● Instruction: Extract every line from the start of the records through the line containing "rough mask: <svg", and reproduce them exactly, leaving out the pictures.

● Task input:
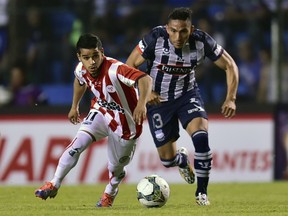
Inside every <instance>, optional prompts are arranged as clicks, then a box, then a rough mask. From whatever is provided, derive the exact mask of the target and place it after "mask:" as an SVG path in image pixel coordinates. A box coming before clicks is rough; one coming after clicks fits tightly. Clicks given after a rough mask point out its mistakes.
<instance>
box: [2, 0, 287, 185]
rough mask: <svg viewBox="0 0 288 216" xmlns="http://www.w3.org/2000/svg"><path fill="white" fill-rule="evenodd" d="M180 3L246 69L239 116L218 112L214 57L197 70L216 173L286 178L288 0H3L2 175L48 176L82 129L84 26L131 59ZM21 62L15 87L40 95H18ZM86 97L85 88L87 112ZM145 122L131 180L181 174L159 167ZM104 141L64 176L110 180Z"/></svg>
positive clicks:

● Output below:
Inside every <instance>, optional prompts are arranged as clicks, then a box, then a rough mask. From whatever is provided, derive the exact mask of the target and place it after "mask:" as an SVG path in image pixel coordinates. A box coming before clicks is rough; one coming after clicks fits tightly. Clicks given after a rough mask point out its mistakes.
<instance>
box: [2, 0, 287, 185]
rough mask: <svg viewBox="0 0 288 216" xmlns="http://www.w3.org/2000/svg"><path fill="white" fill-rule="evenodd" d="M180 3L246 69L239 116L218 112L214 57L197 70L216 173L286 178L288 0H3L2 175L48 176L82 129L84 26L131 59ZM21 62L15 87L40 95H18ZM86 97L85 88L87 112ZM145 122L131 180L181 174L159 167ZM104 141L64 176L110 180Z"/></svg>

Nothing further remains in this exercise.